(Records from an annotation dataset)
----------

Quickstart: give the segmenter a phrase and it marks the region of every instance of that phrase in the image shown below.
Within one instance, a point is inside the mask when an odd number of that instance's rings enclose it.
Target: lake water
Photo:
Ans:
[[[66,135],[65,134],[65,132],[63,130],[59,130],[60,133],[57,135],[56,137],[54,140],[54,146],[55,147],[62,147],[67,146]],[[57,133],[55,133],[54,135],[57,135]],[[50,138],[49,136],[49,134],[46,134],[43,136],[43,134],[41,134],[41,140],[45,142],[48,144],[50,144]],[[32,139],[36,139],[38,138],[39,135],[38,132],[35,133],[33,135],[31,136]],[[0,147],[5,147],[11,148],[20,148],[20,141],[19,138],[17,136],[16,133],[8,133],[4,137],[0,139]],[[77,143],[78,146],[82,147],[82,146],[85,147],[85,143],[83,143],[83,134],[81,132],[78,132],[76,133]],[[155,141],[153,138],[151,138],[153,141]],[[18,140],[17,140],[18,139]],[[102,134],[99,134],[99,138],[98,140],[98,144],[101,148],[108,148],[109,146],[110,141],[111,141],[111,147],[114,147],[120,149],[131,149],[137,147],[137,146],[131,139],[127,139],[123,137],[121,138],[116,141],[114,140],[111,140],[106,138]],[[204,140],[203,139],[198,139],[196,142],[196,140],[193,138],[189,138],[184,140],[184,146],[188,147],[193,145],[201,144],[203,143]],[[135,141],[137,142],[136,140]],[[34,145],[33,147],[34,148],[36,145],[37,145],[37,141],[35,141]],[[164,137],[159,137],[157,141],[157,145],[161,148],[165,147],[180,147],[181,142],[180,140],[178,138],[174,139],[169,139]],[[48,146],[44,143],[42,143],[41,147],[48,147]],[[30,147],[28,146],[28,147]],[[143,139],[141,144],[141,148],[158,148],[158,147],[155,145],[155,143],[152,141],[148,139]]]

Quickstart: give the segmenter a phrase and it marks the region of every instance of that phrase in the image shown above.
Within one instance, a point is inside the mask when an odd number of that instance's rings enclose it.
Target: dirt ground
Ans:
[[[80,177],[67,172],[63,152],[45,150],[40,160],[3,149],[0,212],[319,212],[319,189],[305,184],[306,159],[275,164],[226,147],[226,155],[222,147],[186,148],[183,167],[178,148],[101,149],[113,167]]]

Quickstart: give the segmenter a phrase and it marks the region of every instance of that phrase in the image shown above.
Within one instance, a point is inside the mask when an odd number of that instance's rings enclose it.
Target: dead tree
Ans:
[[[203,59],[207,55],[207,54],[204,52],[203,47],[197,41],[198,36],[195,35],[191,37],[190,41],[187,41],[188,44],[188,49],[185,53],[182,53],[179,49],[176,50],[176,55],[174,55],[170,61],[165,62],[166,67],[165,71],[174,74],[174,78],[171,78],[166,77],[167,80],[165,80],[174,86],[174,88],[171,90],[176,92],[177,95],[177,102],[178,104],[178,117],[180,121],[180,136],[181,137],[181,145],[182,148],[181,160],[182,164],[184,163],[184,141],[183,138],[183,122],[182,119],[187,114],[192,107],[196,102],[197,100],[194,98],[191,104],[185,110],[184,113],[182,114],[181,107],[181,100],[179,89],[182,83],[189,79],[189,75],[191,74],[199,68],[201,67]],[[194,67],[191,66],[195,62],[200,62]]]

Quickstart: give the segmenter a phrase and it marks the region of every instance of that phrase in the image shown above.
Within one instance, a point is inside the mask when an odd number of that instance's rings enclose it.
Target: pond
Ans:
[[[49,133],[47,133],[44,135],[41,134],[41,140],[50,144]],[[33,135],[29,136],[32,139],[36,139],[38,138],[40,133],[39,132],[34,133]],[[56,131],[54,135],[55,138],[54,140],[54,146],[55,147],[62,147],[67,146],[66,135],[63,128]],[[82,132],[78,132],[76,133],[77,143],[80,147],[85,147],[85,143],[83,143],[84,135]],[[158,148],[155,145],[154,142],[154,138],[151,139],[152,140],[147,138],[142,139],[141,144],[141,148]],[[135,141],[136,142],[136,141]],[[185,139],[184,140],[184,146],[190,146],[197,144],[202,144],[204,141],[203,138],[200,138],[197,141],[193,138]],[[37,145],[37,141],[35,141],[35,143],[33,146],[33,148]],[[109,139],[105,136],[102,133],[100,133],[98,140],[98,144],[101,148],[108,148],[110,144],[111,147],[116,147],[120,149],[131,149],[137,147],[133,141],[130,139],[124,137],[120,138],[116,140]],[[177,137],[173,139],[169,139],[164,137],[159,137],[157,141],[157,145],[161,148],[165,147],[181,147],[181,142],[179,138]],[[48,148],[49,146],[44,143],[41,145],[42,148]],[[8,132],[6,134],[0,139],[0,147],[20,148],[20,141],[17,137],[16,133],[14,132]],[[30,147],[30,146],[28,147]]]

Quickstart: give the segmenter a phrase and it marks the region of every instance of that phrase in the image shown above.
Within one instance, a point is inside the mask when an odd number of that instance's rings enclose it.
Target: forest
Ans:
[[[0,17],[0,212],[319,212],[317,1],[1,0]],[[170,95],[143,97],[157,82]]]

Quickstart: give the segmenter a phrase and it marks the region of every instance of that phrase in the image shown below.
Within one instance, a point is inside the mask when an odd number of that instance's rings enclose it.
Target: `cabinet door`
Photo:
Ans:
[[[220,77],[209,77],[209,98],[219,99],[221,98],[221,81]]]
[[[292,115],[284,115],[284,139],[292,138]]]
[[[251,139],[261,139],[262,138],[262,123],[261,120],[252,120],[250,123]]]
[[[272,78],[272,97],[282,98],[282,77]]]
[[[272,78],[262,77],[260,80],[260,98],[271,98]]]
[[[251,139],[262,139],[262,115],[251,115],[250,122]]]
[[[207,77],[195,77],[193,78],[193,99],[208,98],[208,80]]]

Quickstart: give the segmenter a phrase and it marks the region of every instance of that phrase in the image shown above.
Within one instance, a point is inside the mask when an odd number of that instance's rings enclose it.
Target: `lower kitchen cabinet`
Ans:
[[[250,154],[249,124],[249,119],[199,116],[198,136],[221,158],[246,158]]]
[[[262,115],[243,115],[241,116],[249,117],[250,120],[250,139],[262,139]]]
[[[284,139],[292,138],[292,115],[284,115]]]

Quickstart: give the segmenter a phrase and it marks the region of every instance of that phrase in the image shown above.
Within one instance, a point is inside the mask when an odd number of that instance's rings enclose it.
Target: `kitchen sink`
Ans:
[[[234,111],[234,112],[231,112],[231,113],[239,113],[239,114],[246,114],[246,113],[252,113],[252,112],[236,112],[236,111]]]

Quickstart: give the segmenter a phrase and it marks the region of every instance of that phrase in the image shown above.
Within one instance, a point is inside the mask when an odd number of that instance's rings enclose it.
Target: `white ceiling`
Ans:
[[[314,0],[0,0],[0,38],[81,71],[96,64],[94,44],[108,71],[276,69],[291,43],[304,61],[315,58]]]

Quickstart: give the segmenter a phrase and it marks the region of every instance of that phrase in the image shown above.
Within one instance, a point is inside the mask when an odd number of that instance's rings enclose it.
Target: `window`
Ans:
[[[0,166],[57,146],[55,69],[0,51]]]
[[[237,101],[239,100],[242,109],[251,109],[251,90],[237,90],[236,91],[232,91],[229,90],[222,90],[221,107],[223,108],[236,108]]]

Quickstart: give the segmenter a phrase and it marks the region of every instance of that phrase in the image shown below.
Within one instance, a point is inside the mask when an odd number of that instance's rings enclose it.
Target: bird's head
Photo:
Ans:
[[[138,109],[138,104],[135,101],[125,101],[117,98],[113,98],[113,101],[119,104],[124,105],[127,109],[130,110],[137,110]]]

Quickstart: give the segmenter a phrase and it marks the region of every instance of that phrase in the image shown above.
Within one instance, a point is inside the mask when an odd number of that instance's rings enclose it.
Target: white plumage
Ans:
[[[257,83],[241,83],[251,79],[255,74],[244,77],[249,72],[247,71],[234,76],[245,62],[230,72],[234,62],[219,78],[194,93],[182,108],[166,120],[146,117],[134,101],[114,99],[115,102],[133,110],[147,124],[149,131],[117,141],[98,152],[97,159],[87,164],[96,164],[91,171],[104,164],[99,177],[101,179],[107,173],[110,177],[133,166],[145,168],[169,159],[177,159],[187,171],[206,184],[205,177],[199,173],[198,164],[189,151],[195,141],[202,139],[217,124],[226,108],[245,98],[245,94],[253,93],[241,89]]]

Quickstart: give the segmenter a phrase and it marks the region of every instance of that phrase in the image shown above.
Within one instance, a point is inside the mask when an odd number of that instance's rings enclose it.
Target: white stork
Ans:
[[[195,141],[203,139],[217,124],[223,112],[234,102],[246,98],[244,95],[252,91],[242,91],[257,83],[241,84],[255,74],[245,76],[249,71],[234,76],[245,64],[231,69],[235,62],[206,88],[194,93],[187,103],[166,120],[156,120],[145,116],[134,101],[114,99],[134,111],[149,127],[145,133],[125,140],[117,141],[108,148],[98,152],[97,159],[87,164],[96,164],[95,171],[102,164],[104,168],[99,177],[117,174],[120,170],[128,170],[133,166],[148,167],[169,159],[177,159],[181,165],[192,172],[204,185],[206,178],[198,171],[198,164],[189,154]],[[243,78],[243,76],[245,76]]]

----------

Short problem =
Please identify every line in the records above that contains the word "kitchen" and copy each of those lines.

Response to this task =
Target: `lower kitchen cabinet`
Target: `kitchen sink`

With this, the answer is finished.